Schließlich ist auch zur Klärungsbedürftigkeit nicht hinreichend vorgetragen. Eine Rechtsfrage ist dann nicht klärungsbedürftig, wenn die Antwort praktisch außer Zweifel steht, sich zB unmittelbar aus dem Gesetz ergibt oder bereits höchstrichterlich geklärt ist. Als höchstrichterlich geklärt ist eine Rechtsfrage auch dann anzusehen, wenn das Revisionsgericht bzw das BVerfG diese zwar noch nicht ausdrücklich entschieden hat, jedoch schon eine oder mehrere höchstrichterliche Entscheidungen ergangen sind, die ausreichende Anhaltspunkte zur Beurteilung der von der Beschwerde als grundsätzlich herausgestellten Rechtsfrage geben (vgl BSG SozR 3-1500 § 160 Nr 8 S 17). Wer einen Verfassungsverstoß geltend macht, darf sich nicht nur auf die bloße Benennung angeblich verletzter Rechtsgrundsätze beschränken, sondern muss unter Auswertung der Rechtsprechung des BVerfG und des BSG zu dem Problemkreis substantiiert vortragen, dass zu diesem Fragenbereich noch keine Entscheidung gefällt oder durch die schon vorliegende Rechtsprechung die hier maßgebende Frage von grundsätzlicher Bedeutung noch nicht beantwortet worden ist (vgl Krasney/Udsching, aaO, Kap IX RdNr 183 mwN). Zudem muss der Beschwerdeführer darlegen, woraus sich die Verfassungswidrigkeit im konkreten Fall ergeben soll (BSGE 40, 158 [BSG 22.08.1975 - 11 BA 8/75] = SozR 1500 § 160a Nr 11).
:::
Schriftliche Aufgabe - Führe den Textabschnitt über die Klärungsbedürftigkeit einer Rechtsfrage im Anschluss an seinen letzten Satz fort.
:::
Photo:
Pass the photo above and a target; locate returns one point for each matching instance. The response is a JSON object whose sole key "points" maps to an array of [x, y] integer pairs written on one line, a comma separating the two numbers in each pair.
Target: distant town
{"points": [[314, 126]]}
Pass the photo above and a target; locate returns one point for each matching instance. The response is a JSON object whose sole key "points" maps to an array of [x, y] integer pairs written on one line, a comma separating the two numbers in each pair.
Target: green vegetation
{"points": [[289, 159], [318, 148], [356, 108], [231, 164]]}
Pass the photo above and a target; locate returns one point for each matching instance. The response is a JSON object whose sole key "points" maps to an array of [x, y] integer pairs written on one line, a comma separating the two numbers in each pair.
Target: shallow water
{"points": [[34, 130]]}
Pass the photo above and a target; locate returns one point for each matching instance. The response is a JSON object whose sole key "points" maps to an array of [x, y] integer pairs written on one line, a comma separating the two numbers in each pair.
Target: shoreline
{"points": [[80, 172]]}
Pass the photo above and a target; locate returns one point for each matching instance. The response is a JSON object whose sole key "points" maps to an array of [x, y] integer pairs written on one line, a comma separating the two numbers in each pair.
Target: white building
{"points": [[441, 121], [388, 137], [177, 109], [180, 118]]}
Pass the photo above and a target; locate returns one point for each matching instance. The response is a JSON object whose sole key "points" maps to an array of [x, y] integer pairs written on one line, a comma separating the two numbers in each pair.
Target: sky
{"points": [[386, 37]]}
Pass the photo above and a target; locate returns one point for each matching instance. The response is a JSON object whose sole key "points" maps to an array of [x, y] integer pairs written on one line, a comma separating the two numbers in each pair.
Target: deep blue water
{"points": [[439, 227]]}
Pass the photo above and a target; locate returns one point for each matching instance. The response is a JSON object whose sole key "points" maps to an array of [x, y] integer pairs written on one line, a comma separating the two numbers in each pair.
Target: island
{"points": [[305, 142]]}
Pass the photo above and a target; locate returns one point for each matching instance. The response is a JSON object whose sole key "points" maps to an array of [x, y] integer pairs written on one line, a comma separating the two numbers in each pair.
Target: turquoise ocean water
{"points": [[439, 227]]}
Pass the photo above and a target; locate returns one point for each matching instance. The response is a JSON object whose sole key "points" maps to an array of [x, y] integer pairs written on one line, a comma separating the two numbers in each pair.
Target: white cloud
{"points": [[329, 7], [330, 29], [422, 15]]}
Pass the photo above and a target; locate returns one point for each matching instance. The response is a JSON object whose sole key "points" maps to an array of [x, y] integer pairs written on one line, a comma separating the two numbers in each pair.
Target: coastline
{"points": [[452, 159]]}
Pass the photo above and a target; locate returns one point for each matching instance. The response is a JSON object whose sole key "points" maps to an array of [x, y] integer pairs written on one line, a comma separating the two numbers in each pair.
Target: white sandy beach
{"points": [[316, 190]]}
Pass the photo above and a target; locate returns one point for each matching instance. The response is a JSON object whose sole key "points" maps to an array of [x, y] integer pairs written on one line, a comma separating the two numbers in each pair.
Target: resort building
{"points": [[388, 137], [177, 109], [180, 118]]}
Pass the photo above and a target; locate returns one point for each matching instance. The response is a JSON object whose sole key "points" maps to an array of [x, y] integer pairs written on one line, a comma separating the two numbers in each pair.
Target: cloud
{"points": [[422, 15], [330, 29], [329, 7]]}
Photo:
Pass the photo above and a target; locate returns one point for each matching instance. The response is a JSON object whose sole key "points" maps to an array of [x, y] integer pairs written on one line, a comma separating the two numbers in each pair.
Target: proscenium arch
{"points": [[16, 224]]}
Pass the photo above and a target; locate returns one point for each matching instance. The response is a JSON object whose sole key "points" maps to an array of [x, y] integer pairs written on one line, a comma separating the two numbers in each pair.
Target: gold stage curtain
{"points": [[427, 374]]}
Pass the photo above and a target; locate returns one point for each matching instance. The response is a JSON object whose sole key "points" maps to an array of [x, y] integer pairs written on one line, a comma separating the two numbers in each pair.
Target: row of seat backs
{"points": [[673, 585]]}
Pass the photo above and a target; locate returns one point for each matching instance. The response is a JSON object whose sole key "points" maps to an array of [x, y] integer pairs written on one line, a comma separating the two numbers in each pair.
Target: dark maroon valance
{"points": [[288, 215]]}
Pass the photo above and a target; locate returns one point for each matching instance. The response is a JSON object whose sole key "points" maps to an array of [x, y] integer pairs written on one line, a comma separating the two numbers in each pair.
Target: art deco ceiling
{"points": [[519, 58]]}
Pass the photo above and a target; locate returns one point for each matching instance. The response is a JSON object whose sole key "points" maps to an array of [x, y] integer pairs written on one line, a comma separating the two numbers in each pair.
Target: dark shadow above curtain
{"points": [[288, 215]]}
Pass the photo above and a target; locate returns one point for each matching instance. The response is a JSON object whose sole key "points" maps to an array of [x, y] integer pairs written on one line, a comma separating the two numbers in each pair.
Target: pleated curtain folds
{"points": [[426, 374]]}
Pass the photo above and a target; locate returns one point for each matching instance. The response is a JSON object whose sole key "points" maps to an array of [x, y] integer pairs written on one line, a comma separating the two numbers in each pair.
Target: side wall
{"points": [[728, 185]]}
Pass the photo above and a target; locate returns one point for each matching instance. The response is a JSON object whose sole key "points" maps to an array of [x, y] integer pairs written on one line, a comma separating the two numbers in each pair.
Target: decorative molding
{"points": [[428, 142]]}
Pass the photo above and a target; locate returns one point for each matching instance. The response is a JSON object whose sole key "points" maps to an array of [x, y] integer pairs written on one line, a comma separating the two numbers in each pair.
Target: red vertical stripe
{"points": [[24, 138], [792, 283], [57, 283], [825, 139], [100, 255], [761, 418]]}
:::
Ergebnis der Aufgabe -
9

Der Kläger rügt im Zusammenhang mit § 106 SGB VI "einen Verstoß gegen das Sozialstaatsprinzip, das Gleichheitsprinzip und das Willkürverbot". Zur Darlegung der Klärungsbedürftigkeit ist aber in jedem Fall eine substantiierte Auseinandersetzung mit den bereits ergangenen Entscheidungen des BVerfG und des BSG zu dem aufgeworfenen Problemkreis unter Kenntnisnahme des dortigen Inhalts erforderlich. Entsprechende Darlegungen enthält der Vortrag des Klägers nicht.

10

Von einer weiteren Begründung wird abgesehen, weil sie nicht geeignet wäre, zur Klärung der Voraussetzungen der Revisionszulassung beizutragen (§ 160a Abs 4 S 2 Halbs 2 SGG).

11

Die Kostenentscheidung beruht auf der entsprechenden Anwendung des § 193 Abs 1 SGG.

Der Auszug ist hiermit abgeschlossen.